▶ **DESCRIPTION OF THE TASK**: Rewrite everything from the row containing "decorative figurine on console?" down to the last row, putting "houseplant" in place of "potted plant" and changing nothing else.

▶ **DATASET ROWS**:

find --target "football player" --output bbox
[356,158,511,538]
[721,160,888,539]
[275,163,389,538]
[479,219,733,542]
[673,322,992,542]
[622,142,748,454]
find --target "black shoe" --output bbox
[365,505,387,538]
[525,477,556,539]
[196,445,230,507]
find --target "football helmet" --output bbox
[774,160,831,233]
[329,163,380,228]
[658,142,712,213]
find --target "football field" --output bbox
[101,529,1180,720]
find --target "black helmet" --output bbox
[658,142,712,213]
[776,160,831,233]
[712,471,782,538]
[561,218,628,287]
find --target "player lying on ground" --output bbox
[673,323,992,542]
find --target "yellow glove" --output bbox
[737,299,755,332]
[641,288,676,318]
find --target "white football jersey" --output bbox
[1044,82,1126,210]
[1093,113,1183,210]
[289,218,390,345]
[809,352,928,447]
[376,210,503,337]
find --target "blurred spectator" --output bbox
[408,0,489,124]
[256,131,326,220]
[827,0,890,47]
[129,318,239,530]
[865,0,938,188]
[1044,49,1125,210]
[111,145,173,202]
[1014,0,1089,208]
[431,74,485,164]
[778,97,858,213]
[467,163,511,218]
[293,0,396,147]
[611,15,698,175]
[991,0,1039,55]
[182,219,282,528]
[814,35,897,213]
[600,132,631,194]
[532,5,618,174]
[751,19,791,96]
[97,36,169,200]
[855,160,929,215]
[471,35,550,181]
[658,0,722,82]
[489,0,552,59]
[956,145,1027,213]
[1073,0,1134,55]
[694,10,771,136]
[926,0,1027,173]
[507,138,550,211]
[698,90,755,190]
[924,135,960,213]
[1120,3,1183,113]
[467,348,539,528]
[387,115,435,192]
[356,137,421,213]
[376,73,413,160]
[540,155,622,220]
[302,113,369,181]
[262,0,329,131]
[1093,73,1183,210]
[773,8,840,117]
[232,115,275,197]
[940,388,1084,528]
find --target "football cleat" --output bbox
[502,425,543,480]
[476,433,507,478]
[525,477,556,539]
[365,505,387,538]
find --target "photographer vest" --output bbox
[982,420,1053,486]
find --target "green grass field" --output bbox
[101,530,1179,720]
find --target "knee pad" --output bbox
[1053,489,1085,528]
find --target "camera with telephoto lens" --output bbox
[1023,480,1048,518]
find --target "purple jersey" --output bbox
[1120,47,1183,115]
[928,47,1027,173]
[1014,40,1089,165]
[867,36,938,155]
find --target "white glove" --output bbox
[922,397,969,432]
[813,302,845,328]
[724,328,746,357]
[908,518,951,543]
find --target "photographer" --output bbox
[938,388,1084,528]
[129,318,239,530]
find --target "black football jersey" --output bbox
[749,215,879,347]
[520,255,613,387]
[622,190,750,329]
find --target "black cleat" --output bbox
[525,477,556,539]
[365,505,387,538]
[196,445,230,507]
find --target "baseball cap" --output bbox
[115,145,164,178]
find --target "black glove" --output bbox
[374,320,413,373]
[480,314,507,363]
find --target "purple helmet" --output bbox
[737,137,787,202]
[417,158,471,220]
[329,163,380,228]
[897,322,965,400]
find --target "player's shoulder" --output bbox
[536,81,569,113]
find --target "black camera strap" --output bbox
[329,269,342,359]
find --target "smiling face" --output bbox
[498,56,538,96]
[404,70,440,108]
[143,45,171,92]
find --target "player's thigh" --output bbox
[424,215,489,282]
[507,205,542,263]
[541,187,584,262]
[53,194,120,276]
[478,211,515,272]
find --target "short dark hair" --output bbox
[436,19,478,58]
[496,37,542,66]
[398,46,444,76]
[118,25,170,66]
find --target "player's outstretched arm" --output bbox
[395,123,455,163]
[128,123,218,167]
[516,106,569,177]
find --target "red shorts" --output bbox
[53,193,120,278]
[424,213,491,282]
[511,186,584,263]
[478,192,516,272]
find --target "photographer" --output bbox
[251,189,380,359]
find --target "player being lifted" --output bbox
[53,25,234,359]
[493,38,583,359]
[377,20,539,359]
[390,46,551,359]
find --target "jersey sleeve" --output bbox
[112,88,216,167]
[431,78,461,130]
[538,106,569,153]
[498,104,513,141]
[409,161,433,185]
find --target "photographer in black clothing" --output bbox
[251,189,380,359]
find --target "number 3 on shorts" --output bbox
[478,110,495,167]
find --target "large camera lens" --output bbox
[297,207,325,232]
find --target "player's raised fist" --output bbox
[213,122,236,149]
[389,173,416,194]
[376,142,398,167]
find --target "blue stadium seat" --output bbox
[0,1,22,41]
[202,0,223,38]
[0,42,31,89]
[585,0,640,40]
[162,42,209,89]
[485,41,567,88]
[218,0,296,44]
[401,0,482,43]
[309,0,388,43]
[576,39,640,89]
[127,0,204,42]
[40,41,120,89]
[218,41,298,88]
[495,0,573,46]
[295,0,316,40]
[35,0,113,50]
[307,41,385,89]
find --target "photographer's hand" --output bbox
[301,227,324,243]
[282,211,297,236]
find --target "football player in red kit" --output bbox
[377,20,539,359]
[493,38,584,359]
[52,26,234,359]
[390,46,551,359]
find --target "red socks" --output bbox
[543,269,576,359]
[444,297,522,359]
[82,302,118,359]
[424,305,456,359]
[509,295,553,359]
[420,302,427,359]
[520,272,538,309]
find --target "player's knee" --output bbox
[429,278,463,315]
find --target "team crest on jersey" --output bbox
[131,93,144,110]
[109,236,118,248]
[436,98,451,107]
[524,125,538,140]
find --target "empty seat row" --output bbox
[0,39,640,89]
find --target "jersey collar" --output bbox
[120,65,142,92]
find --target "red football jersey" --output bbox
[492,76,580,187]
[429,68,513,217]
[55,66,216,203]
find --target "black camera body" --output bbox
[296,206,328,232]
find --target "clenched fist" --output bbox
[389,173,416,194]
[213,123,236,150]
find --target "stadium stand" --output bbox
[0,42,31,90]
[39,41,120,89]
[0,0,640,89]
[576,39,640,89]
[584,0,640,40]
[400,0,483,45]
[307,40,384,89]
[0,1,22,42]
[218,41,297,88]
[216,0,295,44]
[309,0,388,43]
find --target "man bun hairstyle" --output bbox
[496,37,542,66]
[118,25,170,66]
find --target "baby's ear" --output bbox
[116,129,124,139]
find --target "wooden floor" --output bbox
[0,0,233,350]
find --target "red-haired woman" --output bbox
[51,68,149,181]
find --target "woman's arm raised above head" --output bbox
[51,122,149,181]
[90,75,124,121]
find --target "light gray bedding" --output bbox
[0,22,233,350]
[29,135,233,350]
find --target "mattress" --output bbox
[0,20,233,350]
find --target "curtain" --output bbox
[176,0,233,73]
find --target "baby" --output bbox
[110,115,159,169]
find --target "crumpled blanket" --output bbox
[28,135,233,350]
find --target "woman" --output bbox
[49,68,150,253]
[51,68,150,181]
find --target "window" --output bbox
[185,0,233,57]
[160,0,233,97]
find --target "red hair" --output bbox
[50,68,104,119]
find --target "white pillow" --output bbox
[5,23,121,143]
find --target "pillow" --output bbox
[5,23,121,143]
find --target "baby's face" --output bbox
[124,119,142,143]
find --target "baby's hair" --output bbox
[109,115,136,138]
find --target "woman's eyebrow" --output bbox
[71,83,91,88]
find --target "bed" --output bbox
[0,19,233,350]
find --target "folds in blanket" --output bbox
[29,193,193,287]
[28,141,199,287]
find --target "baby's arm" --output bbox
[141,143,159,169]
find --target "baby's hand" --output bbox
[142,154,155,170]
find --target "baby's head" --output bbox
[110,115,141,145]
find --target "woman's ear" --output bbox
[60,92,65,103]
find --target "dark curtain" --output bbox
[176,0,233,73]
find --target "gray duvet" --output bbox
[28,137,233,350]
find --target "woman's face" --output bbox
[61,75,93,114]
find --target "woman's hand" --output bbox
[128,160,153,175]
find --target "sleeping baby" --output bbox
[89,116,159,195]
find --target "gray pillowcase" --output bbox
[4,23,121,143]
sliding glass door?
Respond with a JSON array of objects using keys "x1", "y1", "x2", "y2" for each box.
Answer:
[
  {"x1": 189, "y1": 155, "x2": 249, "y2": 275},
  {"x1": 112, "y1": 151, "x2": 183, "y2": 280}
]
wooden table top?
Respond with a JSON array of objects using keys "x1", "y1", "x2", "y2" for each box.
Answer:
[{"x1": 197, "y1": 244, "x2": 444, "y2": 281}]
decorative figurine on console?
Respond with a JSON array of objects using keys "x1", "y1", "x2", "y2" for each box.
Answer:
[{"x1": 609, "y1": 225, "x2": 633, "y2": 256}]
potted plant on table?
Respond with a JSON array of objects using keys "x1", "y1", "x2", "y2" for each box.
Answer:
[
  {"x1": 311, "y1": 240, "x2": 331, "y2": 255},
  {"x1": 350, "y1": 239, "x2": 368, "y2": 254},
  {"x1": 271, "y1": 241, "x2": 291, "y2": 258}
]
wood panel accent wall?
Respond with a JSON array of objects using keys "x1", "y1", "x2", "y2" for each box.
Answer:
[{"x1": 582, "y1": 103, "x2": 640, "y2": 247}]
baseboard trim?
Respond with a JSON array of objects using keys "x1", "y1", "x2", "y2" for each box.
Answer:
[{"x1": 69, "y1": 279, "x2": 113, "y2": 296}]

▶ **FINISHED EXERCISE**:
decorative figurine on console?
Respond with a JSON array of objects using keys "x1", "y1", "x2", "y2" for each box.
Answer:
[{"x1": 609, "y1": 225, "x2": 633, "y2": 256}]
houseplant on table?
Respond with a JSON array of objects using keys "x1", "y1", "x2", "y2" for each box.
Answer:
[
  {"x1": 311, "y1": 240, "x2": 331, "y2": 255},
  {"x1": 350, "y1": 239, "x2": 368, "y2": 254},
  {"x1": 271, "y1": 241, "x2": 291, "y2": 258}
]
wood panel accent wall?
Respond with a JSON array of objects using keys "x1", "y1", "x2", "y2" for each box.
Answer:
[{"x1": 582, "y1": 103, "x2": 640, "y2": 247}]
baseboard trim?
Respond with a JSON array of objects using keys "x1", "y1", "x2", "y2" for each box.
Answer:
[{"x1": 69, "y1": 279, "x2": 113, "y2": 296}]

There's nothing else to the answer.